# What is needed
Throughout the records below, find each line holding "fruit" and copy it.

Segment Start: Data for review

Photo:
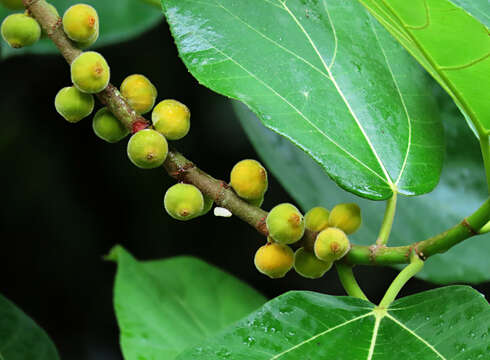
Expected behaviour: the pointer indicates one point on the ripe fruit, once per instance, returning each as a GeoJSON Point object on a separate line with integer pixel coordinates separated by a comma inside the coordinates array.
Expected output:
{"type": "Point", "coordinates": [285, 224]}
{"type": "Point", "coordinates": [274, 260]}
{"type": "Point", "coordinates": [20, 30]}
{"type": "Point", "coordinates": [81, 23]}
{"type": "Point", "coordinates": [140, 93]}
{"type": "Point", "coordinates": [172, 119]}
{"type": "Point", "coordinates": [90, 72]}
{"type": "Point", "coordinates": [249, 179]}
{"type": "Point", "coordinates": [184, 201]}
{"type": "Point", "coordinates": [147, 149]}
{"type": "Point", "coordinates": [346, 217]}
{"type": "Point", "coordinates": [12, 4]}
{"type": "Point", "coordinates": [309, 266]}
{"type": "Point", "coordinates": [73, 105]}
{"type": "Point", "coordinates": [316, 219]}
{"type": "Point", "coordinates": [331, 244]}
{"type": "Point", "coordinates": [108, 127]}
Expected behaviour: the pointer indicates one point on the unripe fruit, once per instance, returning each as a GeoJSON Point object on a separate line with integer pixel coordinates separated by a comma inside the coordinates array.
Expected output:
{"type": "Point", "coordinates": [20, 30]}
{"type": "Point", "coordinates": [285, 224]}
{"type": "Point", "coordinates": [249, 179]}
{"type": "Point", "coordinates": [309, 266]}
{"type": "Point", "coordinates": [274, 260]}
{"type": "Point", "coordinates": [90, 72]}
{"type": "Point", "coordinates": [108, 127]}
{"type": "Point", "coordinates": [172, 119]}
{"type": "Point", "coordinates": [81, 22]}
{"type": "Point", "coordinates": [256, 202]}
{"type": "Point", "coordinates": [316, 219]}
{"type": "Point", "coordinates": [346, 217]}
{"type": "Point", "coordinates": [183, 201]}
{"type": "Point", "coordinates": [140, 93]}
{"type": "Point", "coordinates": [73, 105]}
{"type": "Point", "coordinates": [13, 4]}
{"type": "Point", "coordinates": [331, 244]}
{"type": "Point", "coordinates": [147, 149]}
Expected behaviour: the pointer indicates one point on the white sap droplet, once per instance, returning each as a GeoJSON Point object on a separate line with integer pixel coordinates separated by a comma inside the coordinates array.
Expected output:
{"type": "Point", "coordinates": [222, 212]}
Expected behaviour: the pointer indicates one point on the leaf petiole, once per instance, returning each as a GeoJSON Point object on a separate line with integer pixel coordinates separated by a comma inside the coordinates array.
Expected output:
{"type": "Point", "coordinates": [416, 264]}
{"type": "Point", "coordinates": [384, 232]}
{"type": "Point", "coordinates": [349, 281]}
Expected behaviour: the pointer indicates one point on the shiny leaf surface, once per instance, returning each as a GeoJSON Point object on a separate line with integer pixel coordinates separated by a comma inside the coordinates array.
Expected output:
{"type": "Point", "coordinates": [461, 191]}
{"type": "Point", "coordinates": [451, 44]}
{"type": "Point", "coordinates": [163, 307]}
{"type": "Point", "coordinates": [306, 325]}
{"type": "Point", "coordinates": [325, 75]}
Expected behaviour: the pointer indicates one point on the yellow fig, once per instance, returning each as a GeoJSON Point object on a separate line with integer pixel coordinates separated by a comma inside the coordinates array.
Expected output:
{"type": "Point", "coordinates": [274, 260]}
{"type": "Point", "coordinates": [285, 224]}
{"type": "Point", "coordinates": [249, 179]}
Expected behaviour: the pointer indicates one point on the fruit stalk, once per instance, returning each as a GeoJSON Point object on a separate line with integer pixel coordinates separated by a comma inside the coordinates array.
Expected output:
{"type": "Point", "coordinates": [184, 170]}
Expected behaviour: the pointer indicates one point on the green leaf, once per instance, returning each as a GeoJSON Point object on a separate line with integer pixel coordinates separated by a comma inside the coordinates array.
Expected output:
{"type": "Point", "coordinates": [327, 77]}
{"type": "Point", "coordinates": [446, 323]}
{"type": "Point", "coordinates": [451, 44]}
{"type": "Point", "coordinates": [461, 191]}
{"type": "Point", "coordinates": [119, 20]}
{"type": "Point", "coordinates": [163, 307]}
{"type": "Point", "coordinates": [20, 337]}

Segment End: Data for review

# Finished task
Expected behaviour: the pointer indicates one point on the ripe fruit, once per instance, returning each as a GeoJSON Point object on a separate line with integer pixel coordinates separated by a comma inside the coordinates array.
Expected behaviour: the pointer indicates one point on the unripe fruit, once per instance, returning each as a GeoJSON Point object on a separate line with integer pixel coordinates separated by a comma inside the coordinates array.
Expected behaviour: the pointer indicates one point on the fruit stalk, once per instance, returning each as a GeoJSON Point object on a separate line with integer pixel coordinates separated by a comma inside the coordinates array.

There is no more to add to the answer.